## WRITTEN REQUEST
Copy out exactly the lines from the one containing "Can you see the shirt collar" to the end of the records below, both included, and nothing else.

## PROVIDED MATERIAL
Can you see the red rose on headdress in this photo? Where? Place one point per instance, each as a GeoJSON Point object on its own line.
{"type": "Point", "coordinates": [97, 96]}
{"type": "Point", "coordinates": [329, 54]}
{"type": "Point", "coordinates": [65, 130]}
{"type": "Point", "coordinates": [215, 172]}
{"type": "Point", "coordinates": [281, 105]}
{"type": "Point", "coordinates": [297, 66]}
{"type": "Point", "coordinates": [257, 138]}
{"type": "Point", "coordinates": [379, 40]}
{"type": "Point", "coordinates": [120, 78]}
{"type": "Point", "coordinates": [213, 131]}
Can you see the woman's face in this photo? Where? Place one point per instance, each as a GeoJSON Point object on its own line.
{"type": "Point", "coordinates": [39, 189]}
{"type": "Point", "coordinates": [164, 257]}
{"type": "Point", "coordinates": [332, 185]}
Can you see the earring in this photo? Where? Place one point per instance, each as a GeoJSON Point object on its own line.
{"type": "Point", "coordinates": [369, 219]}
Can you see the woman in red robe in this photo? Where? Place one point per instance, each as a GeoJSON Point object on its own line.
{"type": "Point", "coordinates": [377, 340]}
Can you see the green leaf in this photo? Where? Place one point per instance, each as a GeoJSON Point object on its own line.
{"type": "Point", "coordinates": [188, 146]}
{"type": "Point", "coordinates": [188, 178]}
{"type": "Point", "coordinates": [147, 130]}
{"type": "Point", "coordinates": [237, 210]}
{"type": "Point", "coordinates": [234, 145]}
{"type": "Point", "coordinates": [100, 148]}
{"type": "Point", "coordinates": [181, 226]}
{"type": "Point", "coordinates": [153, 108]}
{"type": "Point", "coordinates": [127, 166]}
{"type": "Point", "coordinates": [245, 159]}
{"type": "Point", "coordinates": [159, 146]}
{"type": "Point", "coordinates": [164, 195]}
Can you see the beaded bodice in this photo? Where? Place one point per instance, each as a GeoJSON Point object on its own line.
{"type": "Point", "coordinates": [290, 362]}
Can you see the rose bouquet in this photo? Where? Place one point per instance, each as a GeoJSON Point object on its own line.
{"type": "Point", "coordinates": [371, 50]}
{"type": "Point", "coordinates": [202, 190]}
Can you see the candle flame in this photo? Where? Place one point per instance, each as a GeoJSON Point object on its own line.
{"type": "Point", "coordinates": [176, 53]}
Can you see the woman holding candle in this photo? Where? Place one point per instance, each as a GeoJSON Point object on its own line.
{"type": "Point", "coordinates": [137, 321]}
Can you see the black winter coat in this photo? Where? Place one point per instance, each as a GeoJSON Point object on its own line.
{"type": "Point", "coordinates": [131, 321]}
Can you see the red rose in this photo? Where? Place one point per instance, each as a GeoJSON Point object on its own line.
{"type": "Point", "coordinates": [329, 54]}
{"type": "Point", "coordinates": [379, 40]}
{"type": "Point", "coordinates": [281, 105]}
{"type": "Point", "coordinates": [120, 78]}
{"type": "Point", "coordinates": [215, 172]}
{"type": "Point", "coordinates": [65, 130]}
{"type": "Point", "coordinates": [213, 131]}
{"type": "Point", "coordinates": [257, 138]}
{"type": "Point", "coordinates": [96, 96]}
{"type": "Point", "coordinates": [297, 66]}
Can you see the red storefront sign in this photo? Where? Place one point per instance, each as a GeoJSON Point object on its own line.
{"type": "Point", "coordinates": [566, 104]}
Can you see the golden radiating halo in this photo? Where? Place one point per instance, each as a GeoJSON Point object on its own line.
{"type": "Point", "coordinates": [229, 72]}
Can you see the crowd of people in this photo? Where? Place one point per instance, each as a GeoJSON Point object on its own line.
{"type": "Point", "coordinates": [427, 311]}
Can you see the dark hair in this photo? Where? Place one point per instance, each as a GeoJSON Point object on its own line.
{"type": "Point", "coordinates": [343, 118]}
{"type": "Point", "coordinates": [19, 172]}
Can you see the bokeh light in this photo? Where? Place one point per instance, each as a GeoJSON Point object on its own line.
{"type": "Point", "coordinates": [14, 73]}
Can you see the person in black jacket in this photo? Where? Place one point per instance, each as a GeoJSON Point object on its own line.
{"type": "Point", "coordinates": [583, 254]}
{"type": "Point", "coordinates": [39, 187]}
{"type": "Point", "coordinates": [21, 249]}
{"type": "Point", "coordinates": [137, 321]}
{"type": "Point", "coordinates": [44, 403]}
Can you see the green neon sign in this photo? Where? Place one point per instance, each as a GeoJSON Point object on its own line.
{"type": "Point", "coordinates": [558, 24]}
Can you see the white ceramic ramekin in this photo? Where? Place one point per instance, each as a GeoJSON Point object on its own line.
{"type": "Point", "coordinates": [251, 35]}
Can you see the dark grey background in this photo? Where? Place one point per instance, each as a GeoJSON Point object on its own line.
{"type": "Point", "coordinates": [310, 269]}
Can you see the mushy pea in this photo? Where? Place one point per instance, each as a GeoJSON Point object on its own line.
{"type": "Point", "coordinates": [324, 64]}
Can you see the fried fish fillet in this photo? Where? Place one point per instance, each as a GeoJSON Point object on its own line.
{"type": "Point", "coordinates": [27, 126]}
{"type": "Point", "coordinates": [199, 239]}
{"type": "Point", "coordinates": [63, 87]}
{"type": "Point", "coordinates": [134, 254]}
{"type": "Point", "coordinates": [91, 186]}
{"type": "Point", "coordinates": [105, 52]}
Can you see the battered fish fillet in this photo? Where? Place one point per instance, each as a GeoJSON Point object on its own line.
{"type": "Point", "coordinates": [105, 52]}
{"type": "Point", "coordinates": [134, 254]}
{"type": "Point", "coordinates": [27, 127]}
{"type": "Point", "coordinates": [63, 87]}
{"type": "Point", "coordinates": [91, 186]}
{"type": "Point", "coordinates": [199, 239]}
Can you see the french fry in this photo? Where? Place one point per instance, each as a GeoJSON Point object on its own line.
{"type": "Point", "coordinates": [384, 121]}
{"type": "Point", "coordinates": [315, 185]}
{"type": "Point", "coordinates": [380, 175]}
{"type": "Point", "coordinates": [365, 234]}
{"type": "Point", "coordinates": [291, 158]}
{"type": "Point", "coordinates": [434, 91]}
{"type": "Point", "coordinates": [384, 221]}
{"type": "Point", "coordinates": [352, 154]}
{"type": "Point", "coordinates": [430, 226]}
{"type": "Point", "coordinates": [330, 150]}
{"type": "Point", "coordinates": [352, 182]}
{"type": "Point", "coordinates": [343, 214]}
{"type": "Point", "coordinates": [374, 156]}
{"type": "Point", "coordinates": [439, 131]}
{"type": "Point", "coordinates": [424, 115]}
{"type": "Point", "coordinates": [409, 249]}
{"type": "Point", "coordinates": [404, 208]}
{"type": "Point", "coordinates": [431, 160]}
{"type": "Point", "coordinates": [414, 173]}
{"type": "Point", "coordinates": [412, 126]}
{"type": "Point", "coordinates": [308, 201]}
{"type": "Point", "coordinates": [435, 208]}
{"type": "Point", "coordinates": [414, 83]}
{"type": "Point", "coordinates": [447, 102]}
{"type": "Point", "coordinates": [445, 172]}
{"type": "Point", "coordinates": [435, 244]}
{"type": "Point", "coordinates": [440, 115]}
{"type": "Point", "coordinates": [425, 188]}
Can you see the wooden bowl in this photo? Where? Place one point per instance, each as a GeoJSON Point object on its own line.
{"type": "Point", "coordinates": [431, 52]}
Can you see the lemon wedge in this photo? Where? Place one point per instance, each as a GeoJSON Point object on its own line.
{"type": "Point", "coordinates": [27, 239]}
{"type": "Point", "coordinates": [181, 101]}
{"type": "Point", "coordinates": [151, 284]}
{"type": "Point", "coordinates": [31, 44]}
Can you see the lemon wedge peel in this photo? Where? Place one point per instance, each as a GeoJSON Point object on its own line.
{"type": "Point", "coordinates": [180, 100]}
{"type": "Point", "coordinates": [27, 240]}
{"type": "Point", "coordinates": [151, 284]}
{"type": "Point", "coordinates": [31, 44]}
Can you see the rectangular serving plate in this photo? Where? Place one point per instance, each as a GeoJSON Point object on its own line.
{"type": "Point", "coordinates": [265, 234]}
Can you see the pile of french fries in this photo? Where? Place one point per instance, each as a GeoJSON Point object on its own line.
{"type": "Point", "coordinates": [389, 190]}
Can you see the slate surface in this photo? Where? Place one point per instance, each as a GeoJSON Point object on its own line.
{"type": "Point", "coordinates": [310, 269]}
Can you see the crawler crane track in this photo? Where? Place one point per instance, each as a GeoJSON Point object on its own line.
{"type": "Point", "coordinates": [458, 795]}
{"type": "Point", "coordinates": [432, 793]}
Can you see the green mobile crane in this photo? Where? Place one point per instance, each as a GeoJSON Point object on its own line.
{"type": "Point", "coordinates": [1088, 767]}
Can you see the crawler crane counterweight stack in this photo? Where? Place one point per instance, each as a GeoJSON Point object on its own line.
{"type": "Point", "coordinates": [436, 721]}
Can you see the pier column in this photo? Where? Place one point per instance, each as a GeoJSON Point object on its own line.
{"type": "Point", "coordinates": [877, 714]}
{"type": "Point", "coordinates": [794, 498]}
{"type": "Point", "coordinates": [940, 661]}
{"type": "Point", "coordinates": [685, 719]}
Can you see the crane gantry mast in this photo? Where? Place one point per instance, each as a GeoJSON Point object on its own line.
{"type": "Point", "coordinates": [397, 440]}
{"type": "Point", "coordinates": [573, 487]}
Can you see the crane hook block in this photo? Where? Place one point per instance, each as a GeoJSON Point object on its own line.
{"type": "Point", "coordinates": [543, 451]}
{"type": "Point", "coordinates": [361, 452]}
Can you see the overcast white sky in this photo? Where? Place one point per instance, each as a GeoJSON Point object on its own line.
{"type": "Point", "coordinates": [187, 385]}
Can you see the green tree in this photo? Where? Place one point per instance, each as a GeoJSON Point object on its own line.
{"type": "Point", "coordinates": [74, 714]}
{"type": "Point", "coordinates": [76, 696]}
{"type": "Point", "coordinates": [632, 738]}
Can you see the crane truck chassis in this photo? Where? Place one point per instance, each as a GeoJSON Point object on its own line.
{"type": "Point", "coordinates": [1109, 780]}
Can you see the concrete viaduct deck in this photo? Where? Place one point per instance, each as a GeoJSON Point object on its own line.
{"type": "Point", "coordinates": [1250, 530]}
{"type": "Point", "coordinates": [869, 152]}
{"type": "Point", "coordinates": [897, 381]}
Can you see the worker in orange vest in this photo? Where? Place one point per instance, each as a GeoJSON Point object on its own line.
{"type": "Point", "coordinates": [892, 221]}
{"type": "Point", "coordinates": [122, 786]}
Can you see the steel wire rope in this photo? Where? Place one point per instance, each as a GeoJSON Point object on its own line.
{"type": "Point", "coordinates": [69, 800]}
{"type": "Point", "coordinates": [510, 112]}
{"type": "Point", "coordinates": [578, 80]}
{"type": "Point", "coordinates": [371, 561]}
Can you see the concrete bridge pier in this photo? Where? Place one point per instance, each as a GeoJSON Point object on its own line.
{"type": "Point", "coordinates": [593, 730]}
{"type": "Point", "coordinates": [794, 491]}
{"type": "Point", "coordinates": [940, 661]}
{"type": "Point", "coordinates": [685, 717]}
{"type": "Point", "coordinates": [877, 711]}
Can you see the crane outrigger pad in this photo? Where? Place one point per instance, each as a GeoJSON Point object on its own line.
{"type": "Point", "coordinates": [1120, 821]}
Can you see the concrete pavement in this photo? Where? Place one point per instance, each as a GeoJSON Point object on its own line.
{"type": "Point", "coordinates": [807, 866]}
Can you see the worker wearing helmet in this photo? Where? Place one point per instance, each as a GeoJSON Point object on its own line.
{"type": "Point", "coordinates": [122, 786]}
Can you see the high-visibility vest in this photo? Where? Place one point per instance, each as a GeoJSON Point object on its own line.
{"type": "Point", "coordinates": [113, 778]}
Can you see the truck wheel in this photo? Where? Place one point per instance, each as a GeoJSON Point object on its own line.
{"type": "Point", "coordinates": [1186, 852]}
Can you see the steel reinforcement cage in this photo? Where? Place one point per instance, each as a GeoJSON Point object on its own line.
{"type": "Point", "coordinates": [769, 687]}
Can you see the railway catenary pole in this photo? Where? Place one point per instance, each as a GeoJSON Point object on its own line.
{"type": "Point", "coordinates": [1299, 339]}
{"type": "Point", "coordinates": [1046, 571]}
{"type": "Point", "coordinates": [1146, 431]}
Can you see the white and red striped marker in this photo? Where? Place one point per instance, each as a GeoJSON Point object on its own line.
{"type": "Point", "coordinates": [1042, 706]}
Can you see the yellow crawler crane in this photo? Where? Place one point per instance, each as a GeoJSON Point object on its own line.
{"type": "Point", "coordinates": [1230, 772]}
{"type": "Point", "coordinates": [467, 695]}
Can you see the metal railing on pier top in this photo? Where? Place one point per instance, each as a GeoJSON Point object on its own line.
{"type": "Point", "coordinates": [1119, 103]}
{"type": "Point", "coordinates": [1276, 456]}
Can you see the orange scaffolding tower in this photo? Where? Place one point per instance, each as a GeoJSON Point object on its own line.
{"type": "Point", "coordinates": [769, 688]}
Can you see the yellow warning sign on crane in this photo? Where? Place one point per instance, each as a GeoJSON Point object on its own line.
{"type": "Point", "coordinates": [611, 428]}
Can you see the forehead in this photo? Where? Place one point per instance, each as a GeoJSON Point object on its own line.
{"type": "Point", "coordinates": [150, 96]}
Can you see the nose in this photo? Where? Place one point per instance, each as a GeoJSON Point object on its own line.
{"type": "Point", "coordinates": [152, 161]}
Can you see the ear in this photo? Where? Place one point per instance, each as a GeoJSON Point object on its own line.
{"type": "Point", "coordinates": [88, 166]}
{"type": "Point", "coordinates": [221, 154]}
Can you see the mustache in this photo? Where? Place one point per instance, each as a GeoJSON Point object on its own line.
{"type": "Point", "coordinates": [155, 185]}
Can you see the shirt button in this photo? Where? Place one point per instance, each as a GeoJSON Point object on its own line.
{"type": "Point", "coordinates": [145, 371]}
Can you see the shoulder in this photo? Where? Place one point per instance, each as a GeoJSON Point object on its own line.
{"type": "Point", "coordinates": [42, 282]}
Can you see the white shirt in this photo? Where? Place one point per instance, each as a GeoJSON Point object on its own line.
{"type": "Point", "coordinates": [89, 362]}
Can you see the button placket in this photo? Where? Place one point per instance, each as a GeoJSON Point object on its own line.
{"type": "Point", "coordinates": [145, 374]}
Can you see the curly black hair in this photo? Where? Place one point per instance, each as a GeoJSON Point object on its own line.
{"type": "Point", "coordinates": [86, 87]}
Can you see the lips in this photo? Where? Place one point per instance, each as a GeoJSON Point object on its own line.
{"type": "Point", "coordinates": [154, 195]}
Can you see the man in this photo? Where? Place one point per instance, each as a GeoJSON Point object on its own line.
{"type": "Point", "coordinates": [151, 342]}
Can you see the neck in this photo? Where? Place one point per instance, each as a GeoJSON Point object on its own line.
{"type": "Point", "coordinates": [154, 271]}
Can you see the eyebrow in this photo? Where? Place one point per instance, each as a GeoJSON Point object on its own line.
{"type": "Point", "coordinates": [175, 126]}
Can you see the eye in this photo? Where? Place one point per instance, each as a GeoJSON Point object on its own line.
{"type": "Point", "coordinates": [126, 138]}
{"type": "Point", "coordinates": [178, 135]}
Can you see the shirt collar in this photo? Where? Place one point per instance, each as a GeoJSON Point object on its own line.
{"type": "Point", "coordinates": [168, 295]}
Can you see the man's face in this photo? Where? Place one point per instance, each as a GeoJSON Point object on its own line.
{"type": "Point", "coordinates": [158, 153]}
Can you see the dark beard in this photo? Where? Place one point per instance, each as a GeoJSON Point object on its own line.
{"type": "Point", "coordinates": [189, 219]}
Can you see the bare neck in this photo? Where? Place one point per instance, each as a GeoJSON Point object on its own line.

## EXPECTED ANSWER
Can you see the shirt collar in this photo? Where? Place one point per instance, each as a GeoJSON Point object on its own line.
{"type": "Point", "coordinates": [168, 295]}
Can you see the man's face in this photo? Where? Place one point per instance, each as a GeoJSON Point object on its own line.
{"type": "Point", "coordinates": [158, 153]}
Can you see the dark beard in this photo? Where? Place one point per instance, each as a GeoJSON Point object on its own line.
{"type": "Point", "coordinates": [189, 219]}
Can you see the bare neck in this photo? Where? Place one point per instance, each as a GeoJSON Point object on its own line.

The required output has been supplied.